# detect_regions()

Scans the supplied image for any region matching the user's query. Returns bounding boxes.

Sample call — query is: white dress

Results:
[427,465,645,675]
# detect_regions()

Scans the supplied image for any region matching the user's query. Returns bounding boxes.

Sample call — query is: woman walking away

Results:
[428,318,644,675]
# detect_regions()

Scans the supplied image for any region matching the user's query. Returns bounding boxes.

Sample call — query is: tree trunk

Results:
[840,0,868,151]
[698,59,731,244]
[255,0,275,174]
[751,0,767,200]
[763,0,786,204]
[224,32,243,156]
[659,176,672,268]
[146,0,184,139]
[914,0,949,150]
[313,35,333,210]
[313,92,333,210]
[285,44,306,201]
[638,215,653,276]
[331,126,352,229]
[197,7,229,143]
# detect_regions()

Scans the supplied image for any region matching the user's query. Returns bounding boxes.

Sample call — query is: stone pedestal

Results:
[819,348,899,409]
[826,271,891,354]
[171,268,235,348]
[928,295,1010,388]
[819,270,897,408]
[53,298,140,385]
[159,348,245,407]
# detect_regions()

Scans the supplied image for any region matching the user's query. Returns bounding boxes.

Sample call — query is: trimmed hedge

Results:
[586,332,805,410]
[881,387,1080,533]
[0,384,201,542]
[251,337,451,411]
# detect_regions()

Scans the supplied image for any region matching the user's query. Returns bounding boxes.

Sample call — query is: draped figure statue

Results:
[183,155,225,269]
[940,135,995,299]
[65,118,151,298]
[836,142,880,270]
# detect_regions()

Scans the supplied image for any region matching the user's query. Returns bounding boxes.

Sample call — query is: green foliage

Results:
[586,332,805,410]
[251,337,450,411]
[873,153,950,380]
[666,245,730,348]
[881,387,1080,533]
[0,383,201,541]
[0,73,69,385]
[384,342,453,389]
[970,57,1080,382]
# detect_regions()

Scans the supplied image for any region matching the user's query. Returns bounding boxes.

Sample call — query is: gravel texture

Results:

-*-*-

Task directions.
What you return must match the listing exactly, line for line.

Output below.
# detect_regions()

Scans the supplied image for any region matching the user's query. Returns bounding boxes.

Sample call — query is: white dress

Results:
[427,465,645,675]
# detect_regions()

Scans the supplied image for any region matching the user's query. Returns bounding boxes.

Sample call — query is: woman walking away

Results:
[428,318,644,675]
# detect_regions()

Scans the supplied image for any region matching the user's query. Returns bounding boxes.

Sample call — query is: tree trunk

Results:
[840,0,868,151]
[698,59,731,244]
[255,0,275,174]
[751,0,767,200]
[763,0,786,204]
[224,32,243,156]
[659,176,672,268]
[146,0,184,139]
[914,0,949,150]
[313,35,333,210]
[313,92,333,210]
[285,44,306,201]
[638,215,653,276]
[331,126,352,229]
[197,7,229,143]
# detect_regions()

Scans the supplied image for any region matching the user's query. Returns bounding boxes.

Sample call — query is: stone pedestal

Results:
[819,348,899,409]
[826,271,891,354]
[171,268,235,348]
[928,295,1010,388]
[819,270,897,408]
[53,298,140,385]
[159,348,245,407]
# detect_regions()

Scans the supplied image for any region matching the user's query. Returns bounding boxes.

Sample call — query is: trimmed hedge

Results:
[586,332,805,410]
[881,387,1080,533]
[0,384,201,542]
[251,337,451,411]
# detect_regions()

Scans the supplied image for any region matching the user's query. Returns bounding boxes.

Sample call — query is: draped figure statue

Results:
[183,155,225,269]
[940,135,995,299]
[65,118,151,298]
[836,142,880,270]
# detect_regions()

Scans the supplied image for any region matching the user's query. Returns bounding boxes.

Sample call — query is: green foliage

Results:
[586,332,805,410]
[251,337,450,411]
[873,153,950,380]
[666,245,730,348]
[881,387,1080,533]
[0,383,201,541]
[0,73,69,385]
[384,342,453,389]
[970,57,1080,382]
# detect_regions()

Scans the supplied image for any region matching the user's query. Returns bounding boxes.

Sample call — query is: gravel texture

Results:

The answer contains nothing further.